▸ **Work item**: Find the string "before" in the data, then copy every line where it is found.
[Material supplied]
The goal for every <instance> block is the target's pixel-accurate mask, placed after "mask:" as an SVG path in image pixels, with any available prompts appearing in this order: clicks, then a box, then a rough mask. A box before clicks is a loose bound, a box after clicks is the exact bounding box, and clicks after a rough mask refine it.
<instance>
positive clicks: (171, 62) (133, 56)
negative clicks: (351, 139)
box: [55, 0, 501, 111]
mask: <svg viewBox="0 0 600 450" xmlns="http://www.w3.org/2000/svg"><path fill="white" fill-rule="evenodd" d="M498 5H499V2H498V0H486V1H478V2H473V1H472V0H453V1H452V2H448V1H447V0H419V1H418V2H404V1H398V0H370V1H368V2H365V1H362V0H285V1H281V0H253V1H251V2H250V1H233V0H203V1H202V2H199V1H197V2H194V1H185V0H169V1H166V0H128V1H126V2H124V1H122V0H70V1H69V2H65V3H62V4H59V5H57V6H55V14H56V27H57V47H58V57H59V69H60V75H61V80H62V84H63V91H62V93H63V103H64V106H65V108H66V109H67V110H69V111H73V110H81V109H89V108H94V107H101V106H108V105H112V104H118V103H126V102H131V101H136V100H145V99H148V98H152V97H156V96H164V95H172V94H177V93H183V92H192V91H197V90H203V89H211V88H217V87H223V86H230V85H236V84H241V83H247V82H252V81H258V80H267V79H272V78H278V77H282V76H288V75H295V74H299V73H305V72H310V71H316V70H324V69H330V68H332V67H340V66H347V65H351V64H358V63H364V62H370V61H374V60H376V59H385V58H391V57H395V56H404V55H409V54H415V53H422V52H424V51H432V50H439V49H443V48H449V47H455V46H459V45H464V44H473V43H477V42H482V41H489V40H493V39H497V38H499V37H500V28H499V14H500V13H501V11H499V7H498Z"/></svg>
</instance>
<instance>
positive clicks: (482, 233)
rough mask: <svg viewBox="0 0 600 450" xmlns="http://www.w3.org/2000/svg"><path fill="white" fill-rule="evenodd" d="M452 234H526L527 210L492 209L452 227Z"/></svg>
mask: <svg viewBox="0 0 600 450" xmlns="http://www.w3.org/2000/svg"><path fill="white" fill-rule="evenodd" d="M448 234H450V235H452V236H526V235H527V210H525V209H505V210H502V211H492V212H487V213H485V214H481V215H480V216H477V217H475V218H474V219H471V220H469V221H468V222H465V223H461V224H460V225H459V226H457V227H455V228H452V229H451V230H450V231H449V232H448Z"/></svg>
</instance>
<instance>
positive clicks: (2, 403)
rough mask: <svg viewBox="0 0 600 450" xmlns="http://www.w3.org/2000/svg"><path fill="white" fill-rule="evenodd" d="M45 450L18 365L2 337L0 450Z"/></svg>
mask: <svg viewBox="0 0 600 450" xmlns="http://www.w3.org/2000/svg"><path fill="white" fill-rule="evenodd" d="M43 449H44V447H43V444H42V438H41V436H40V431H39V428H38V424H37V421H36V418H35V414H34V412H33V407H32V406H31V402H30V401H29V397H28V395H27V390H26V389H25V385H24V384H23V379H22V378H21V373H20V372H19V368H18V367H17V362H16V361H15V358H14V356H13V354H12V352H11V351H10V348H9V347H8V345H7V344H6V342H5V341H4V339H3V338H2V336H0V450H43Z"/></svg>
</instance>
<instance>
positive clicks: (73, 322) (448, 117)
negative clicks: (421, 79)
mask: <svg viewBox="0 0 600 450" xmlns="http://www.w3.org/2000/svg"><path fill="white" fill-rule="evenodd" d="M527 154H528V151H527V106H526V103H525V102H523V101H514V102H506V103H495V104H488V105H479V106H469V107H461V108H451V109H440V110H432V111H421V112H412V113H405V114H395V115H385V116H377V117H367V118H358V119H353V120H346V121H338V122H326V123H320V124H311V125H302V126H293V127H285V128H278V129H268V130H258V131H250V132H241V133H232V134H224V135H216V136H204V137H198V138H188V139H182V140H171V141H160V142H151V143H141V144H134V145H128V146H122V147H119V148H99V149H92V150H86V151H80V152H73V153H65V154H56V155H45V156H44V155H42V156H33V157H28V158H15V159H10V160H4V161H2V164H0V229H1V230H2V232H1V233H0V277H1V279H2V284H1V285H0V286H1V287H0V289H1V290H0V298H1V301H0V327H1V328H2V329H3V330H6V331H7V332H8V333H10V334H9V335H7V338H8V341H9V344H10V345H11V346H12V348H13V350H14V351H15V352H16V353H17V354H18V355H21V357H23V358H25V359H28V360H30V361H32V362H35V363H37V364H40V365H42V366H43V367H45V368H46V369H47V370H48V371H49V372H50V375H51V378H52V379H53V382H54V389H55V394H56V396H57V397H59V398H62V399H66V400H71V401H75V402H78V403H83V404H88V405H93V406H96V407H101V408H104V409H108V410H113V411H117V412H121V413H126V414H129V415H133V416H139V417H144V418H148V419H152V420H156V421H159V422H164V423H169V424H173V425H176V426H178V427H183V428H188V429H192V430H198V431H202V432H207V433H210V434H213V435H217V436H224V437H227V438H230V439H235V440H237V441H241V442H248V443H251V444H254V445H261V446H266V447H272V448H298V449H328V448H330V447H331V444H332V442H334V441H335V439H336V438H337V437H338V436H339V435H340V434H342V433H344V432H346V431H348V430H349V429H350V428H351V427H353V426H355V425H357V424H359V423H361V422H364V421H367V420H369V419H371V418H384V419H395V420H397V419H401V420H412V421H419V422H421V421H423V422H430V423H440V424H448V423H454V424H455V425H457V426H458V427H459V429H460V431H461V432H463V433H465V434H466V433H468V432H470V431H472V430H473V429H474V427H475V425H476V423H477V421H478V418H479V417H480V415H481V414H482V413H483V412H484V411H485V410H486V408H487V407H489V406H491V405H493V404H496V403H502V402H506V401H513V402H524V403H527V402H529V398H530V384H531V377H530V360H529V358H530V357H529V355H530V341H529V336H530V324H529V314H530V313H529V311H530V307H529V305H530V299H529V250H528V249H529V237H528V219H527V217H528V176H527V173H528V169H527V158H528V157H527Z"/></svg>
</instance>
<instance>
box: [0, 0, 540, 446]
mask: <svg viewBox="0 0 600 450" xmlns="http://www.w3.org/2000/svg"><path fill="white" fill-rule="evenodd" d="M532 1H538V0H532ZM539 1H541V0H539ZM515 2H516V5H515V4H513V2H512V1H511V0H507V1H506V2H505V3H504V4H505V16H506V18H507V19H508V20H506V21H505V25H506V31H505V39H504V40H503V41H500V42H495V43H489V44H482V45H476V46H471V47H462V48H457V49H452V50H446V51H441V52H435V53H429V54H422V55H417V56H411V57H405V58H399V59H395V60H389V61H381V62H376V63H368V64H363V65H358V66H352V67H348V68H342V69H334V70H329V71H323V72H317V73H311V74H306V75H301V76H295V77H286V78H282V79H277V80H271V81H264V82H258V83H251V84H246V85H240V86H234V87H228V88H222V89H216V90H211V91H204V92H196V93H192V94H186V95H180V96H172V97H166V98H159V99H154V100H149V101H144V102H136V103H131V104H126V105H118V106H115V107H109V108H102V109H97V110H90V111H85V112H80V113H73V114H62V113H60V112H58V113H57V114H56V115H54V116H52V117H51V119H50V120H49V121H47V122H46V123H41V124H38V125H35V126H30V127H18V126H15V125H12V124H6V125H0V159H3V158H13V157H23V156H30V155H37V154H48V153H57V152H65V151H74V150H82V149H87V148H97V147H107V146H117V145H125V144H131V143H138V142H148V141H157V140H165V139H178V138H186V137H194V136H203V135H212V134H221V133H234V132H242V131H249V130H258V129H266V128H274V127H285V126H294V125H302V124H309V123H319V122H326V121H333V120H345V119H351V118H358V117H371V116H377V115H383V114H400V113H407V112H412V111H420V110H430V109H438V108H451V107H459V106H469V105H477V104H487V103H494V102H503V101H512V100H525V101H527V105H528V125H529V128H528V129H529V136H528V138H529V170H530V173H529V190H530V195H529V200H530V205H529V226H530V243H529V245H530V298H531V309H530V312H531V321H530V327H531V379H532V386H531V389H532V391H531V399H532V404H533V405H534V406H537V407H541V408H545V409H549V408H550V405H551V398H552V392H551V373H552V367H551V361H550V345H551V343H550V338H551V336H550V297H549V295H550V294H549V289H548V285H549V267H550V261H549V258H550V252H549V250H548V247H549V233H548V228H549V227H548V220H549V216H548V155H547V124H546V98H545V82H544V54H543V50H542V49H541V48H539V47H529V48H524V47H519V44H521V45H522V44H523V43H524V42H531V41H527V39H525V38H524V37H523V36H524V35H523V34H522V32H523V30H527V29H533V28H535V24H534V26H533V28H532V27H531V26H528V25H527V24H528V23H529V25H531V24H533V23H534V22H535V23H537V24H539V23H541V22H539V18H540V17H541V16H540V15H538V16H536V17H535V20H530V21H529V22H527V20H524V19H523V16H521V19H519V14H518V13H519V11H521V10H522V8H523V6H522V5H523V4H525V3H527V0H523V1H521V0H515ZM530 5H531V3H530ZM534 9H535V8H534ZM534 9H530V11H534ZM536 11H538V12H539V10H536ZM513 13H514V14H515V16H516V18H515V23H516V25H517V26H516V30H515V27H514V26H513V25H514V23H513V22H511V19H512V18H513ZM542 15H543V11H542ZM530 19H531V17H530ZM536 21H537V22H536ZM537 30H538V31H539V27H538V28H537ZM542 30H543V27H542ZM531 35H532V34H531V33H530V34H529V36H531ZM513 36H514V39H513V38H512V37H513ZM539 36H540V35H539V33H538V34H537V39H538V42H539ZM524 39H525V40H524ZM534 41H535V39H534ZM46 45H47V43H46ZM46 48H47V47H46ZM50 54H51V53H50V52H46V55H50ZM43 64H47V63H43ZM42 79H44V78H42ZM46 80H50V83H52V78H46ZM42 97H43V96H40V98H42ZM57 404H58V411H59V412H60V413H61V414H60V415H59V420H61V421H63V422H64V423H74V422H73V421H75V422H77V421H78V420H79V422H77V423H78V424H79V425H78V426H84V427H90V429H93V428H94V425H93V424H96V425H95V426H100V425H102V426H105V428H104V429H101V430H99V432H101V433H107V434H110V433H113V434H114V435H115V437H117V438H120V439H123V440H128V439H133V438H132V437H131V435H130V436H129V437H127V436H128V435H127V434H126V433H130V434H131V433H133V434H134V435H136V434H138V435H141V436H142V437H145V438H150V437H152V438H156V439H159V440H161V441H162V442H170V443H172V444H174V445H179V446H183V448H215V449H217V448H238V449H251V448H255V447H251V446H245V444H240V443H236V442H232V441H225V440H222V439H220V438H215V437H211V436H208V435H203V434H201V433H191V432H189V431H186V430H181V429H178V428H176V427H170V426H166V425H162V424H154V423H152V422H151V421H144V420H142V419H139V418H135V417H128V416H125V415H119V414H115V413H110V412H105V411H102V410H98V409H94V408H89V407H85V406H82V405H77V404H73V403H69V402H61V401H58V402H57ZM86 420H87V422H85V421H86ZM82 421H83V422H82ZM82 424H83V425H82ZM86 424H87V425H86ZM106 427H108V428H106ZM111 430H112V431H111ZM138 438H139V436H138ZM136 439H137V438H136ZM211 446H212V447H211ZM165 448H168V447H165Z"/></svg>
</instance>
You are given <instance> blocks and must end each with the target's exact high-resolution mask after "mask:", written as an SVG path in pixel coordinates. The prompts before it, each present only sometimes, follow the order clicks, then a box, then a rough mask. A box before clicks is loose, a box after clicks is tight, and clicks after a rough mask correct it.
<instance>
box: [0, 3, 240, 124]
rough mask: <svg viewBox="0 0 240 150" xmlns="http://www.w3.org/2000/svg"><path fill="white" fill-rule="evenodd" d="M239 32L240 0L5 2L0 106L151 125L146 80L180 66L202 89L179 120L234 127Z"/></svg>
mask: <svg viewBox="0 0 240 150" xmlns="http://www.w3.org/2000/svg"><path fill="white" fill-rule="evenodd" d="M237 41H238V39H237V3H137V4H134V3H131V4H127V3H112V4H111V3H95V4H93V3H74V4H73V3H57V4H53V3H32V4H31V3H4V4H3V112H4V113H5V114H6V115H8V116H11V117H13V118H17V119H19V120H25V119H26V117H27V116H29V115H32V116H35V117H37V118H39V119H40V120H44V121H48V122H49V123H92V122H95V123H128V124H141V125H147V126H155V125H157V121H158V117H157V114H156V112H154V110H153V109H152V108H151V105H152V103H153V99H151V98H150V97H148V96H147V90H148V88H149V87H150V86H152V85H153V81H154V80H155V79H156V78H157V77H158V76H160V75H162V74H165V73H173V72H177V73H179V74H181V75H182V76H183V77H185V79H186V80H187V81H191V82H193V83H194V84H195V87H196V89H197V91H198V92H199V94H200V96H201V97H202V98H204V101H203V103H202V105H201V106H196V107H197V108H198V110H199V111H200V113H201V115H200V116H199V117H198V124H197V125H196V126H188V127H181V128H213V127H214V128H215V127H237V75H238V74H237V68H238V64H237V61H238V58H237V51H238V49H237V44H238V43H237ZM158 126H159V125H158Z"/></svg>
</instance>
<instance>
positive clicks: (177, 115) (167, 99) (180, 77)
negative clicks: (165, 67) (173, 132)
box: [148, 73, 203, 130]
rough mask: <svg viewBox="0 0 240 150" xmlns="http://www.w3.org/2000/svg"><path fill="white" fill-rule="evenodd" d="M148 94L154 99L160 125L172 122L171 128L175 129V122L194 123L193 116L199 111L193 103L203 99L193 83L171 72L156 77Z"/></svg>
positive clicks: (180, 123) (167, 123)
[/Material supplied]
▸ **Result**:
The goal for every <instance> block is the target's pixel-accurate mask, placed after "mask:" as an SVG path in image pixels, with any available prompts appearing in this order: clicks, then a box, then a rough mask. A box before clicks is a loose bound, a box after clicks is the exact bounding box, and clicks after a rough mask refine it.
You are given <instance> blocks and must end each with the target's exact high-resolution mask after "mask:", written as an SVG path in pixel coordinates. The prompts before it, each present only sometimes, follow the order clicks, then a box, then a rough mask. A box before clicks is loose, a box after clicks is tight, and clicks after a rough mask correct it.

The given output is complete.